- Stated task -
For each statement below, say yes or no to whether the Ofcom telecoms article agrees with it, and quote the exact words from the article that decide it. (a) The proposals cover the period from April 2021 to March 2026. (b) Ofcom wants to shorten market reviews from 5 years to 3 years. (c) The Wholesale Fixed Telecoms Market Review is open for comments until 1 April 2020.

- Page extract -

------------------------------------------------------------------------

The UK telecoms regulator Ofcom has set out new proposals for how it will regulate the wholesale fixed telecoms market (the copper and fibre lines that transmit voice and data, as opposed to mobile telecoms) from April 2021 to March 2026.


This will encourage more investment in fibre broadband, both by BT/Openreach and by commercial operators such as Virgin and CityFibre.

Policy context

We reported on the background to this in our previous article, Full Steam Ahead for Full Fibre Networks. That article mentioned that Ofcom's strategy is to secure full-fibre investment by promoting network-based competition. Ofcom wants to regulate the business (leased lines, dark fibre) and residential (wholesale local access) markets together from 2021, extend the duration of market reviews from 3 to 5 years and have different regulatory approaches in different parts of the country (depending on the level of competition in networks). 

The article also mentioned that Ofcom would be consulting on a single holistic residential business and telecoms market review in December 2019 and it is this (the Wholesale Fixed Telecoms Market Review) that has just been published on 7 January 2020 and is open for comments until 1 April 2020. It is on Ofcom's website here. It follows on from previous Ofcom consultations in December 2018 (initial views on how to define the geographic markets), March 2019 (approach to remedies) and June 2019 (approach to modelling the costs of a fibre network).

------------------------------------------------------------------------

- Entries supplied -
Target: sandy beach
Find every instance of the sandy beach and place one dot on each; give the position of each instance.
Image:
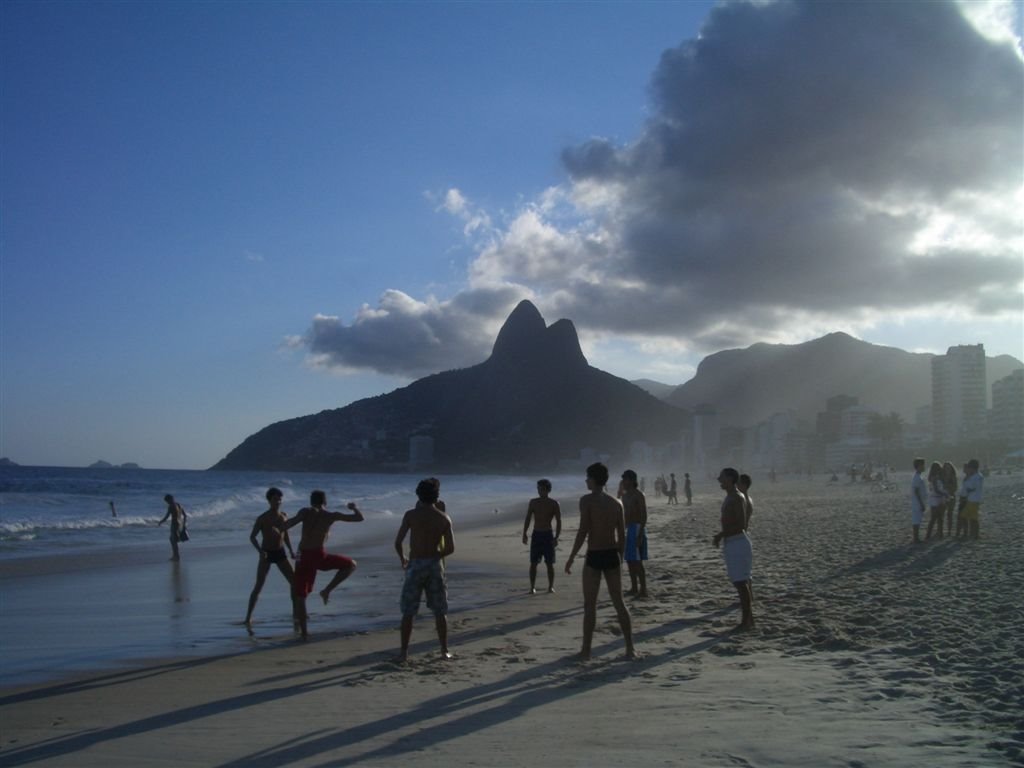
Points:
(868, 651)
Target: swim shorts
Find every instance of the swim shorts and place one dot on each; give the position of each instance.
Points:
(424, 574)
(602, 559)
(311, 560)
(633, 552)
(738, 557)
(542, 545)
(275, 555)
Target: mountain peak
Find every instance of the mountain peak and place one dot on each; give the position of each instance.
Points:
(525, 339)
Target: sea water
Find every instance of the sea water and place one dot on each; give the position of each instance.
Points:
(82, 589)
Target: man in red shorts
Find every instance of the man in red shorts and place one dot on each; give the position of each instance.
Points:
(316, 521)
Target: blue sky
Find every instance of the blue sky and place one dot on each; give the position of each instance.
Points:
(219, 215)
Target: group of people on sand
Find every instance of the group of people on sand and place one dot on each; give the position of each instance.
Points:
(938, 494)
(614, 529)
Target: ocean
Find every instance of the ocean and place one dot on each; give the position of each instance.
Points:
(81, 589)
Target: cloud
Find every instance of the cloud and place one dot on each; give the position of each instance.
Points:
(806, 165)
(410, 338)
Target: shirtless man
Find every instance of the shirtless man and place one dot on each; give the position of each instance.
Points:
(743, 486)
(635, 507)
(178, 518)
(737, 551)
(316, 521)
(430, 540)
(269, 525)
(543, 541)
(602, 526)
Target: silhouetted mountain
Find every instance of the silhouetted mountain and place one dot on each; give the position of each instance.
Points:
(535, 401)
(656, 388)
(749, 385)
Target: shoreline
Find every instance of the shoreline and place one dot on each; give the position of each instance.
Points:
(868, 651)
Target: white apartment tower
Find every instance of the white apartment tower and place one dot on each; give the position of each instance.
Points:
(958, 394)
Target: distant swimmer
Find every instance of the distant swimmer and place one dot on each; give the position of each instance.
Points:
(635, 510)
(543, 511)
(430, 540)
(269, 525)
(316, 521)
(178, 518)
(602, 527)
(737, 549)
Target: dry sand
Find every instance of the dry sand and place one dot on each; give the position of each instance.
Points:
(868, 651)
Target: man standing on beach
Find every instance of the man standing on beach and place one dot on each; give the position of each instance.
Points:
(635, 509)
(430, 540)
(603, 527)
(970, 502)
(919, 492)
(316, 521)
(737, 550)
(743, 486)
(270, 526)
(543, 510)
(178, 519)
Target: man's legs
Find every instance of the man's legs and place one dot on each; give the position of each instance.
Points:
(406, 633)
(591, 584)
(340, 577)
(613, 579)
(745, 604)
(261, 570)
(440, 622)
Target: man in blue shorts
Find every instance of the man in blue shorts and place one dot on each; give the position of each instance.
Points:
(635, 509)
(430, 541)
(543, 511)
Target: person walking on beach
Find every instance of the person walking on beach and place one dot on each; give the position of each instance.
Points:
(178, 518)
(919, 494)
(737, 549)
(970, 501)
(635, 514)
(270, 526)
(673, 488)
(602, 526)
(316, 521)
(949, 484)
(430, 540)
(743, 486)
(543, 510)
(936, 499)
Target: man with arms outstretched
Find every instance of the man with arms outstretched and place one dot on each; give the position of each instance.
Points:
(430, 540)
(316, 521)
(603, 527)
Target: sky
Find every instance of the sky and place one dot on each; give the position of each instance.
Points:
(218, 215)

------------------------------------------------------------------------

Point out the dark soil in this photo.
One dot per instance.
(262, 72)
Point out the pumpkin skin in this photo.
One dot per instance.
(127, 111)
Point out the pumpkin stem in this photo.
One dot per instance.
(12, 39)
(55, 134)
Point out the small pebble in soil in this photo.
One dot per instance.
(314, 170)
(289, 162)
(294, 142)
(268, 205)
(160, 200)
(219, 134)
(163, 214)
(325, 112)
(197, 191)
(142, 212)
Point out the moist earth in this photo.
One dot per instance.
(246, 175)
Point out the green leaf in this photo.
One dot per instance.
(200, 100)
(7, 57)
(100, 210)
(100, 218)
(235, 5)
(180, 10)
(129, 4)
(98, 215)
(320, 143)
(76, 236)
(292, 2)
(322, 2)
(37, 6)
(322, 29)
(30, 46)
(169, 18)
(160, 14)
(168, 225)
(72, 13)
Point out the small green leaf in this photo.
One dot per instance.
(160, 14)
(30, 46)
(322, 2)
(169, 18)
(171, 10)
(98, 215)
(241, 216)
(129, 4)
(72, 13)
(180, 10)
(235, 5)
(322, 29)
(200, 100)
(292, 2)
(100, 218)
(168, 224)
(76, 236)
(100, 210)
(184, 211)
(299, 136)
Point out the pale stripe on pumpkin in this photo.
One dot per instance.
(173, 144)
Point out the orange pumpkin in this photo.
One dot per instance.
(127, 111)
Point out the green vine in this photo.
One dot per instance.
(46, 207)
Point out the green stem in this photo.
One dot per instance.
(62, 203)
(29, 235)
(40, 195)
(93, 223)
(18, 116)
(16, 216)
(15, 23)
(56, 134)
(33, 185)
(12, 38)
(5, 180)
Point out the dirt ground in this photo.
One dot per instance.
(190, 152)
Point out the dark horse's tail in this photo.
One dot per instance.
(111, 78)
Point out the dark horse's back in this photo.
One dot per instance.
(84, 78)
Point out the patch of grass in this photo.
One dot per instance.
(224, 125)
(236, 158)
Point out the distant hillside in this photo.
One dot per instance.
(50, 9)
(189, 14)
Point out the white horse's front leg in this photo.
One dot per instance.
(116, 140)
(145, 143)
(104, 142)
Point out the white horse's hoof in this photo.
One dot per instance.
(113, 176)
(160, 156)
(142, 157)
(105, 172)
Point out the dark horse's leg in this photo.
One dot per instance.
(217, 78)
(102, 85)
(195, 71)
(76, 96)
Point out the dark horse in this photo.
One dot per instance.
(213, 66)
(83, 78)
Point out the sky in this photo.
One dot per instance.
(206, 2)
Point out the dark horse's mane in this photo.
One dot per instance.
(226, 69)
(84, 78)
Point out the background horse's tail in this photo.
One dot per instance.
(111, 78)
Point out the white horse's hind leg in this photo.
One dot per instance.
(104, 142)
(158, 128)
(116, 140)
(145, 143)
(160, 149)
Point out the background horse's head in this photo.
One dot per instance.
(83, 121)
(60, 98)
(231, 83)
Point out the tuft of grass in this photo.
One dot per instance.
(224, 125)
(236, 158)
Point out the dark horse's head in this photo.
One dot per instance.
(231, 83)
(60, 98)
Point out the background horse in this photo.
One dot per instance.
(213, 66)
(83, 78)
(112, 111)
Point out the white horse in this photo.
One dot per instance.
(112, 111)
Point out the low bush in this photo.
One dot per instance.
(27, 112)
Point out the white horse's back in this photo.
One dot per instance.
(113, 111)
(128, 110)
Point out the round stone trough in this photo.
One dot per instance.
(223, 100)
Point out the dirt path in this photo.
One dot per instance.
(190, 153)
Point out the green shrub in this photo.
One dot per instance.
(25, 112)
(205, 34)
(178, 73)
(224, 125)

------------------------------------------------------------------------

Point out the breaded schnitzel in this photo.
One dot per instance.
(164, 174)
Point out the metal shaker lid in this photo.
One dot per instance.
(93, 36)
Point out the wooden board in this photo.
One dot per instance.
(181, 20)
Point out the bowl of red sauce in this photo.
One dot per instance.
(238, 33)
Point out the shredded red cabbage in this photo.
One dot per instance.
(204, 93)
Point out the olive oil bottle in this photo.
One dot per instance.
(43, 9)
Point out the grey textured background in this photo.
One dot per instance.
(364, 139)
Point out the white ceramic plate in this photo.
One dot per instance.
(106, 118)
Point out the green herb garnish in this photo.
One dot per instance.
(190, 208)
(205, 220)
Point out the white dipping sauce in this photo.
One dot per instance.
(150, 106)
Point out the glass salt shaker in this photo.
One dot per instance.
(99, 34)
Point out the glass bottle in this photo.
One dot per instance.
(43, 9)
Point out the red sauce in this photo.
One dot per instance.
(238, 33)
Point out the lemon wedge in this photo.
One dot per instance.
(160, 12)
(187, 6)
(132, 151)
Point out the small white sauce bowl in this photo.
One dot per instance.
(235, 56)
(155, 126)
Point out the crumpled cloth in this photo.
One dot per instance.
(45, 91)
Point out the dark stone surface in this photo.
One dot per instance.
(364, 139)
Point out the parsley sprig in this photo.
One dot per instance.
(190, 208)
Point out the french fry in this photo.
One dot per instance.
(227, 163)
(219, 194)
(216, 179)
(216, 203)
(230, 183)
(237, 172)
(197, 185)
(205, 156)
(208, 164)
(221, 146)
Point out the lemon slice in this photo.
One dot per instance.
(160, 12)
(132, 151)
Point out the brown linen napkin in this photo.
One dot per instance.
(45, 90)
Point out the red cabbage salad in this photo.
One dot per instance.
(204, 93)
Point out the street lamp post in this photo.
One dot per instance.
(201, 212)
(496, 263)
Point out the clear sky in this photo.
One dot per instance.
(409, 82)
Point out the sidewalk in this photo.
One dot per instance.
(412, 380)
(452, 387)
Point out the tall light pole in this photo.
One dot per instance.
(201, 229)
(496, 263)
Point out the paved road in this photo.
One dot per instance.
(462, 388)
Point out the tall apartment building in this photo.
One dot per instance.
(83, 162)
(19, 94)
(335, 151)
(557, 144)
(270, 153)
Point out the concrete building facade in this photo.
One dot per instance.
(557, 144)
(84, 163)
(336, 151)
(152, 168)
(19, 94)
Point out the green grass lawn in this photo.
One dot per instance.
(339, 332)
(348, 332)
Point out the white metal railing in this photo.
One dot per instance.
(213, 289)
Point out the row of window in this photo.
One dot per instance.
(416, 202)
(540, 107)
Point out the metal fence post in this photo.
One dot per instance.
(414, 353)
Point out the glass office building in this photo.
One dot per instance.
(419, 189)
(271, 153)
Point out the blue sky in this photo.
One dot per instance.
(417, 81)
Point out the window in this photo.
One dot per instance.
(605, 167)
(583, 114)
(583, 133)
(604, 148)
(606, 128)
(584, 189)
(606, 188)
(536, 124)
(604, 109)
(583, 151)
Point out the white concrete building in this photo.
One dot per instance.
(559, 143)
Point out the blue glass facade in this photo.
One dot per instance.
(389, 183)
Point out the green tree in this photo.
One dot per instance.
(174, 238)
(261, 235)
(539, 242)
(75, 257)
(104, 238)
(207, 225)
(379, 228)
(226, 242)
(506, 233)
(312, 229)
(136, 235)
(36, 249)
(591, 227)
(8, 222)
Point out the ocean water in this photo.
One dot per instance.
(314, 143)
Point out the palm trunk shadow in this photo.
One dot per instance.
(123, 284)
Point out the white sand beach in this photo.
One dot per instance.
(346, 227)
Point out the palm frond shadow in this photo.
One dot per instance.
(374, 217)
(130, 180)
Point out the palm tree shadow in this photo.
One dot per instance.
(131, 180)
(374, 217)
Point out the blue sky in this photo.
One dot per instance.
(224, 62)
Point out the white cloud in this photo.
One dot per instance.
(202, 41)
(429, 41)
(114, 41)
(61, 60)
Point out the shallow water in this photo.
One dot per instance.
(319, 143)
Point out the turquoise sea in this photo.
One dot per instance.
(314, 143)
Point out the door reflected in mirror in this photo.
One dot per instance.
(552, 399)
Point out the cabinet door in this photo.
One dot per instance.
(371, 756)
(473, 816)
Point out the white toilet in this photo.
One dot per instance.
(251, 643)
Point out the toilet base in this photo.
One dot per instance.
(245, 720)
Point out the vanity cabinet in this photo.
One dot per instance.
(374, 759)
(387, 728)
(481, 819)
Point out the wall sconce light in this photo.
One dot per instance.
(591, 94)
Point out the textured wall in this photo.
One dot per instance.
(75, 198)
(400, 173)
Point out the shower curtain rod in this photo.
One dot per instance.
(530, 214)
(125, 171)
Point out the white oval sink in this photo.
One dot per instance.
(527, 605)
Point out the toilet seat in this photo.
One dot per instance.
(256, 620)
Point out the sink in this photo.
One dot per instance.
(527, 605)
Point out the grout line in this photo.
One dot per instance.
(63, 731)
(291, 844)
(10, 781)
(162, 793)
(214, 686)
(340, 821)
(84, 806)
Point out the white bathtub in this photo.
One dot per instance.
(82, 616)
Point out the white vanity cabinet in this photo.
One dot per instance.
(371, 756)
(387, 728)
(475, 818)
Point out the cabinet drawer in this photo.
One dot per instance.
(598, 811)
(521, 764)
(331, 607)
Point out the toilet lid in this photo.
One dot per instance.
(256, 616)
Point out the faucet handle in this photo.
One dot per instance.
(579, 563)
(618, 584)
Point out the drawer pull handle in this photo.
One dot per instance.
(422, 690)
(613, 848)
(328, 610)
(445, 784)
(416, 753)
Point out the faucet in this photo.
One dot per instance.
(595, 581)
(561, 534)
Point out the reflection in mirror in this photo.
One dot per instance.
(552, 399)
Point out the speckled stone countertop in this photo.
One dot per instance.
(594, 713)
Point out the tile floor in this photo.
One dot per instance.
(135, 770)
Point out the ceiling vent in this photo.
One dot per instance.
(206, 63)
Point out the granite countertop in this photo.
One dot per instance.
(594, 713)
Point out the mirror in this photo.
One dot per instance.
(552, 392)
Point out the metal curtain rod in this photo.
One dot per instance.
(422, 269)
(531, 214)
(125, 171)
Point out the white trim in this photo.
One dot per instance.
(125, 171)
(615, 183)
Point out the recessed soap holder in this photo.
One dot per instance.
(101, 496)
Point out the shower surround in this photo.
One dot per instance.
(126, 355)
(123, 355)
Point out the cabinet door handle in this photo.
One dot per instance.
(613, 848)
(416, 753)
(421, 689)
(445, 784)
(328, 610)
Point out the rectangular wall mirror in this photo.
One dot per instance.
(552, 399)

------------------------------------------------------------------------

- Complete output -
(a) Yes: "from April 2021 to March 2026"
(b) No: "extend the duration of market reviews from 3 to 5 years"
(c) Yes: "is open for comments until 1 April 2020"